**Exercise brief**
Reproduce the listing below word for word, but leave out the pictures.

# Start of Material provided

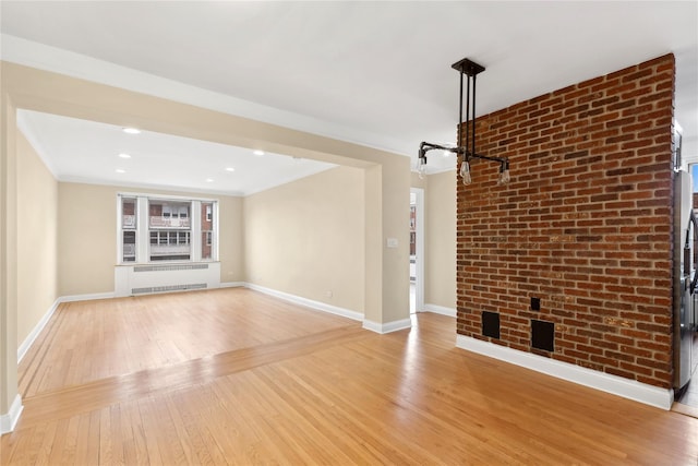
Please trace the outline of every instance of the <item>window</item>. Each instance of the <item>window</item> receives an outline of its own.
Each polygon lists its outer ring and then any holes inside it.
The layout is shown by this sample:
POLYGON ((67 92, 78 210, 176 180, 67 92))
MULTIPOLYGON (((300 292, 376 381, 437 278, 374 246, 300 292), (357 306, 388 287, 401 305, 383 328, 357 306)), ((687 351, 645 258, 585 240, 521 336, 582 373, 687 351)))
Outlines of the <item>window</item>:
POLYGON ((121 261, 135 262, 136 200, 121 199, 121 261))
POLYGON ((201 204, 201 258, 212 259, 214 242, 214 203, 202 202, 201 204))
POLYGON ((139 194, 119 199, 121 263, 217 260, 217 201, 139 194))

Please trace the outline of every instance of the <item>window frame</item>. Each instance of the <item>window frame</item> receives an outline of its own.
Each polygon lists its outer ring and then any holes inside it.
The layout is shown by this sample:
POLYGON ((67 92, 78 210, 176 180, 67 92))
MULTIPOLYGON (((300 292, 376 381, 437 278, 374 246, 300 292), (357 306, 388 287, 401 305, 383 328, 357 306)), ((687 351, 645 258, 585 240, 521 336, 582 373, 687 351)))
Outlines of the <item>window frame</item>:
MULTIPOLYGON (((139 265, 139 264, 163 264, 163 263, 192 263, 192 262, 218 262, 218 199, 209 198, 190 198, 178 195, 160 195, 151 193, 117 193, 117 264, 119 265, 139 265), (124 227, 123 204, 124 200, 135 201, 135 226, 124 227), (169 212, 168 218, 188 219, 189 227, 171 227, 155 226, 149 222, 151 204, 158 202, 163 204, 161 217, 165 218, 166 211, 169 212), (166 210, 167 203, 171 203, 166 210), (173 204, 173 205, 172 205, 173 204), (181 205, 188 204, 188 205, 181 205), (203 205, 210 206, 210 219, 208 219, 208 210, 205 211, 206 220, 202 219, 201 211, 203 205), (203 230, 210 231, 210 244, 208 236, 205 241, 201 239, 201 232, 204 222, 212 222, 213 228, 203 230), (124 260, 124 231, 135 231, 135 260, 124 260), (155 236, 153 236, 155 234, 155 236), (165 238, 163 238, 165 234, 165 238), (153 260, 151 254, 152 241, 156 241, 155 246, 170 246, 170 237, 176 240, 171 246, 189 246, 189 259, 171 259, 171 260, 153 260), (163 240, 167 241, 163 243, 163 240), (210 248, 209 258, 203 258, 204 248, 210 248)), ((177 255, 177 254, 172 254, 177 255)))

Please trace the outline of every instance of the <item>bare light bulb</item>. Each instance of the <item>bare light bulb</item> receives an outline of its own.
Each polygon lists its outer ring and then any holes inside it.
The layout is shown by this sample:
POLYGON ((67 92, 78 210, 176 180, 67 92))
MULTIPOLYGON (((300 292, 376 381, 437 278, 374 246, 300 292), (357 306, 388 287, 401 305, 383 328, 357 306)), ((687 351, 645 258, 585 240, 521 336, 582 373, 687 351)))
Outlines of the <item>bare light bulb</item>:
POLYGON ((417 162, 417 174, 419 175, 419 179, 423 180, 426 175, 426 157, 420 157, 417 162))
POLYGON ((468 186, 472 183, 472 177, 470 176, 470 164, 468 160, 462 160, 460 164, 460 177, 462 178, 462 183, 468 186))

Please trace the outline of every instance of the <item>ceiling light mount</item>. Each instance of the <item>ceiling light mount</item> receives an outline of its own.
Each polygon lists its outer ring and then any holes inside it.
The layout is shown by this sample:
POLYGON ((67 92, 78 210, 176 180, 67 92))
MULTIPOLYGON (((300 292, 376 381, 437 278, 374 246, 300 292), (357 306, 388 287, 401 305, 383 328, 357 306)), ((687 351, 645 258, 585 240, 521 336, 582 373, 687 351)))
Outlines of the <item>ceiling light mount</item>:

# End of Material provided

**Output below**
Please trace the outline of every instance of the <item>window</item>. Each instance of the <item>window</item> receives an outline of its own.
Each polygon lists its outer ring and then any holes inside it.
The layout is shown by this sample:
POLYGON ((67 92, 78 210, 176 180, 67 92))
MULTIPOLYGON (((300 292, 376 381, 437 278, 374 246, 300 292), (357 306, 388 287, 401 305, 383 328, 357 306)), ((687 351, 645 258, 585 240, 521 336, 582 373, 687 351)))
Outlines of the <item>window</item>:
POLYGON ((121 261, 135 262, 136 200, 121 199, 121 261))
POLYGON ((201 204, 201 258, 212 259, 214 242, 214 203, 202 202, 201 204))
POLYGON ((139 194, 119 199, 121 263, 217 260, 217 201, 139 194))

Please trace the outline of every instance of the <item>window frame</item>. Each instance of the <item>window frame</item> receives an outline of its own.
Each polygon lists its outer ring and then any holes inside it.
The layout is shown by this sample:
POLYGON ((67 92, 78 210, 176 180, 67 92))
MULTIPOLYGON (((300 292, 376 381, 437 278, 374 246, 300 292), (357 306, 388 287, 401 305, 383 328, 357 306)), ((687 351, 645 258, 585 240, 521 336, 582 373, 687 351)))
Outlines of the <item>window frame</item>:
MULTIPOLYGON (((139 265, 139 264, 163 264, 163 263, 192 263, 192 262, 218 262, 218 199, 209 198, 190 198, 178 195, 160 195, 151 193, 117 193, 117 264, 119 265, 139 265), (124 227, 123 204, 124 200, 135 201, 135 226, 124 227), (169 212, 168 218, 188 219, 189 227, 171 227, 155 226, 149 222, 151 204, 158 202, 163 204, 161 217, 165 218, 166 211, 169 212), (166 210, 167 203, 171 203, 166 210), (173 204, 173 205, 172 205, 173 204), (181 205, 188 204, 188 205, 181 205), (203 205, 210 206, 210 219, 208 219, 208 210, 205 211, 206 220, 202 219, 201 211, 203 205), (203 230, 210 231, 210 244, 208 236, 205 241, 201 239, 201 232, 204 222, 212 222, 213 228, 203 230), (124 260, 124 231, 135 231, 135 260, 124 260), (155 236, 153 236, 155 234, 155 236), (165 238, 163 238, 165 234, 165 238), (153 260, 151 254, 152 241, 156 241, 155 246, 170 246, 170 237, 176 240, 171 246, 189 246, 189 259, 171 259, 171 260, 153 260), (163 240, 167 241, 163 243, 163 240), (210 248, 209 258, 203 258, 204 248, 210 248)), ((177 255, 177 254, 172 254, 177 255)))

Please trace the outline of every instance of the <item>bare light bulb</item>. Each instance of the <item>bare light bulb</item> receives an outline of its own.
Each polygon lists its outer ring and then any holes inside it.
The layout is shown by this sample:
POLYGON ((67 92, 78 210, 176 180, 67 92))
MULTIPOLYGON (((300 292, 376 381, 437 278, 374 246, 300 292), (357 306, 388 287, 401 305, 383 328, 357 306)), ((687 351, 645 258, 585 240, 521 336, 582 373, 687 351)))
Outlines of the <item>bare light bulb</item>:
POLYGON ((417 162, 417 174, 419 175, 419 179, 423 180, 426 175, 426 157, 420 157, 417 162))
POLYGON ((468 186, 472 183, 472 177, 470 176, 470 164, 468 160, 462 160, 460 164, 460 177, 462 178, 462 183, 468 186))

Please trace the outline of every instance of the <item>ceiling light mount</item>. Each instance of the <item>ceiling light mount</item> receives an outline of its own.
Each polygon lists its outer ring and then any holes inside it.
The layout is shown by this sample:
POLYGON ((67 92, 78 210, 176 180, 67 92))
MULTIPOLYGON (((300 292, 376 381, 437 278, 374 246, 300 292), (357 306, 388 287, 401 305, 383 328, 357 306)), ((687 351, 645 258, 585 240, 521 336, 582 373, 687 351)))
Outlines of the <item>ceiling light mount</item>:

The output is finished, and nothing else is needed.